The task: Repeat exactly the lines from the line containing "Q: Mark a point on every instance of the building" through the last line of the records below, inclusive, and nothing else.

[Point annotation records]
::::::::::
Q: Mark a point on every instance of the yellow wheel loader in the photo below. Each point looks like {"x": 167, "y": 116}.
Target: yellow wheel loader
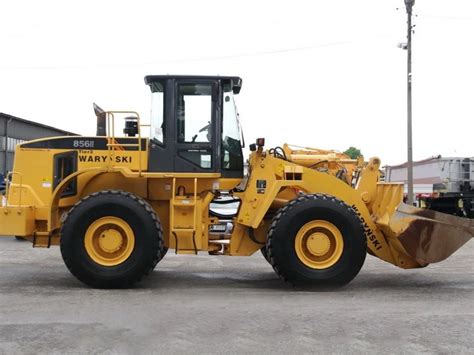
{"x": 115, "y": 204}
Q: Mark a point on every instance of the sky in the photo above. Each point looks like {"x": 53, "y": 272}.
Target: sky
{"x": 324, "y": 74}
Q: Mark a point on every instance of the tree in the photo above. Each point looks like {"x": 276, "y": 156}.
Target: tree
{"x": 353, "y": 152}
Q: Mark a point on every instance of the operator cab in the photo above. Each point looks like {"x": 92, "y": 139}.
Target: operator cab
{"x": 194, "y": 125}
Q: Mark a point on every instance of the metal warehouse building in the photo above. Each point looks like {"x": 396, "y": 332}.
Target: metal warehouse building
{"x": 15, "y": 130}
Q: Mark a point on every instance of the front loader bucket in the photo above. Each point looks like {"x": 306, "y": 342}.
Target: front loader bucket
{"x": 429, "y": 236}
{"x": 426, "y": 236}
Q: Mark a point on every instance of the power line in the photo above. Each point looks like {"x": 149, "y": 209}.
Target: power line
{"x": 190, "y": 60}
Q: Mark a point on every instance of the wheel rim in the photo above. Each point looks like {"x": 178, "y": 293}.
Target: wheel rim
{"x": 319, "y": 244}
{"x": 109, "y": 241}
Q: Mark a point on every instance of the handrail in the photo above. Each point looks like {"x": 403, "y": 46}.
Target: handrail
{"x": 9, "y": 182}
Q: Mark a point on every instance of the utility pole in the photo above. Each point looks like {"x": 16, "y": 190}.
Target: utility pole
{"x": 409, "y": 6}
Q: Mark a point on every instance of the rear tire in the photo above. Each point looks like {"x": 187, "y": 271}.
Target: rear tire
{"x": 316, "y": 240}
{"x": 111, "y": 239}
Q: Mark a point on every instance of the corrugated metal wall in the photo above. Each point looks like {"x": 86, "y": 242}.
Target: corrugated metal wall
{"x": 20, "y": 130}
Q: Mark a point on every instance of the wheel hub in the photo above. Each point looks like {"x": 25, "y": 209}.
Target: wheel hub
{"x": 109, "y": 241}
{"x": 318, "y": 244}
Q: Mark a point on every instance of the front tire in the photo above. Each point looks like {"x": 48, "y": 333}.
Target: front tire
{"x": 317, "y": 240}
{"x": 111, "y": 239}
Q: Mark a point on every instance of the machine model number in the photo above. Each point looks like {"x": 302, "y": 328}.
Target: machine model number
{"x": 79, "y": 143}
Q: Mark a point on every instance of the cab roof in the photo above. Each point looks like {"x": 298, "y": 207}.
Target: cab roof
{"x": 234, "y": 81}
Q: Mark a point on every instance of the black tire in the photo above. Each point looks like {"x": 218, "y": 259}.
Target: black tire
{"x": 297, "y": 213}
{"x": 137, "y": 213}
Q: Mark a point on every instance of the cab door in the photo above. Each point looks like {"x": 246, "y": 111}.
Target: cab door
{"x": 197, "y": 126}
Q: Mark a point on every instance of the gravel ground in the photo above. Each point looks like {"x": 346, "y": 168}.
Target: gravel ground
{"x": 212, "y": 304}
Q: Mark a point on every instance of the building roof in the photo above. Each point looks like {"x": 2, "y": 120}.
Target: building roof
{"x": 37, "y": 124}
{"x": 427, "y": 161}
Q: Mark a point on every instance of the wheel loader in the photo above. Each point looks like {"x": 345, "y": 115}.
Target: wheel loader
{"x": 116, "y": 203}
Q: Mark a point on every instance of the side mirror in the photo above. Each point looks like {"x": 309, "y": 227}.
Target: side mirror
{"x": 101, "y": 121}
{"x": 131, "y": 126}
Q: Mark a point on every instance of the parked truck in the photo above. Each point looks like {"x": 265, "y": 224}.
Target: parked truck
::::::::::
Finished answer:
Q: Mark a point on every instance of the building roof in the photo above. Each point looks like {"x": 2, "y": 120}.
Target: building roof
{"x": 37, "y": 124}
{"x": 427, "y": 161}
Q: Mark a point on every instance of the wheel loader in the photo above. Each point looks like {"x": 345, "y": 115}.
Target: wheel loader
{"x": 116, "y": 203}
Q: Mark a point on every instance of the side mirror in the photo above. Each point looks like {"x": 309, "y": 227}.
Target: side mirror
{"x": 101, "y": 121}
{"x": 131, "y": 126}
Q: Mark a point on every instance of the parked truck in the photo above. Each point looks like {"x": 265, "y": 224}.
Target: parked truck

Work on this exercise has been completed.